Items from a data source:

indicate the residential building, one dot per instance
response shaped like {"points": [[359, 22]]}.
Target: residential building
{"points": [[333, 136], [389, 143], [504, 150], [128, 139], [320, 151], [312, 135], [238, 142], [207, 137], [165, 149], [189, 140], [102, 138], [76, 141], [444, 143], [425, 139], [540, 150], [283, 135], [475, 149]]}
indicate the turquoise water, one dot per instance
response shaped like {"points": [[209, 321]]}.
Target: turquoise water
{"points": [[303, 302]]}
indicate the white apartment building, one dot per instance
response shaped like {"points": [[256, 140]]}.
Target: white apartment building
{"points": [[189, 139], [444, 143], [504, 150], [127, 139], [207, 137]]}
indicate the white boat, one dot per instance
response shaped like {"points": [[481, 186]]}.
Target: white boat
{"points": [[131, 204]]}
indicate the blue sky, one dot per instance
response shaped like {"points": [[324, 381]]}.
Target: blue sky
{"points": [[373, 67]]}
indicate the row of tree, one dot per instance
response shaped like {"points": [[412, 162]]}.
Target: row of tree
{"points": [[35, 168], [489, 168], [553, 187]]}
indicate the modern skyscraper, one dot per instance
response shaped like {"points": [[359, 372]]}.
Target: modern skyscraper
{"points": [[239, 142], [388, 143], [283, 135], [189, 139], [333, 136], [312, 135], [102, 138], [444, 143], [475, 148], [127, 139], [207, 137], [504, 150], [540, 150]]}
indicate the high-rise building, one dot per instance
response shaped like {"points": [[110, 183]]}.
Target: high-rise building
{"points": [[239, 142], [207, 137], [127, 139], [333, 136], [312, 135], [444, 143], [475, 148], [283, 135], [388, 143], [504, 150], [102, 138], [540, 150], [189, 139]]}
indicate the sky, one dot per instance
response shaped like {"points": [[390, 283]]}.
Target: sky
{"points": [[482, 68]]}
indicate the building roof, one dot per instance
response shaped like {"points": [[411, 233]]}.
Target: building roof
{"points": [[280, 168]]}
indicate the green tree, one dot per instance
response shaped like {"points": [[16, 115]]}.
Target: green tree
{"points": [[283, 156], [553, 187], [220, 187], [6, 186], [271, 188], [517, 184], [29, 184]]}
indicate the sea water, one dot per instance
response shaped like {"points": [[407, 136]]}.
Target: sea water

TASK REQUIREMENTS: Give each line of the entries above as a Markdown table with the columns n and Line, putting a row number under n and leaving out any blank lines.

TASK RESPONSE:
| n | Line |
|---|---|
| 1 | indicate the residential building, one dot per instance |
| 2 | response shaped like {"points": [[359, 22]]}. |
| 3 | Target: residential building |
| 4 | {"points": [[333, 136], [389, 143], [504, 150], [128, 139], [320, 151], [312, 135], [238, 142], [207, 137], [165, 149], [189, 140], [102, 138], [76, 141], [444, 143], [425, 139], [540, 150], [283, 135], [475, 149]]} |
| 5 | indicate the turquoise water, one dot per instance |
| 6 | response shaped like {"points": [[209, 321]]}. |
| 7 | Target: turquoise water |
| 8 | {"points": [[303, 302]]} |
| 9 | indicate the white apartment building, one dot per instance |
| 10 | response shaped like {"points": [[256, 140]]}. |
| 11 | Target: white apartment building |
| 12 | {"points": [[189, 139], [444, 143], [504, 150], [127, 139], [207, 137]]} |
| 13 | indicate the white boat, one dot per instance |
| 14 | response shaped like {"points": [[481, 186]]}. |
| 15 | Target: white boat |
| 16 | {"points": [[131, 204]]} |
| 17 | indicate the blue sky, one dot per instance |
| 18 | response shaped like {"points": [[324, 381]]}. |
| 19 | Target: blue sky |
| 20 | {"points": [[373, 67]]} |
| 21 | indicate the row of tree, one dot per instance |
| 22 | response shaped like {"points": [[412, 162]]}. |
| 23 | Target: row of tree |
| 24 | {"points": [[35, 168], [489, 168], [553, 187]]} |
| 25 | indicate the modern skyscraper, one dot per instance |
| 26 | response shaped like {"points": [[359, 372]]}. |
| 27 | Target: modern skyscraper |
| 28 | {"points": [[239, 142], [388, 143], [283, 135], [189, 139], [333, 136], [312, 135], [102, 138], [444, 143], [475, 148], [127, 139], [207, 137], [504, 150], [540, 150]]} |
| 29 | indicate the high-rise building, one dot per instance |
| 30 | response shaped like {"points": [[110, 183]]}. |
| 31 | Target: high-rise building |
| 32 | {"points": [[239, 142], [207, 137], [127, 139], [333, 136], [312, 135], [444, 143], [475, 148], [283, 135], [388, 143], [504, 150], [102, 138], [540, 150], [189, 139]]} |
| 33 | indicate the sky, one dot per instance |
| 34 | response shaped like {"points": [[390, 283]]}. |
| 35 | Target: sky |
| 36 | {"points": [[482, 68]]} |
| 37 | indicate the building roof, one dot per instance |
| 38 | response shaped like {"points": [[411, 233]]}. |
| 39 | Target: building roof |
| 40 | {"points": [[280, 168]]} |
| 41 | indicate the green tree, one dot per instance |
| 42 | response shaped like {"points": [[16, 115]]}. |
| 43 | Target: green tree |
| 44 | {"points": [[283, 156], [553, 187], [220, 187], [6, 186], [271, 188], [517, 184], [29, 184]]} |
| 45 | indicate the sea water, one dot per instance |
| 46 | response shaped like {"points": [[407, 136]]}. |
| 47 | Target: sea water |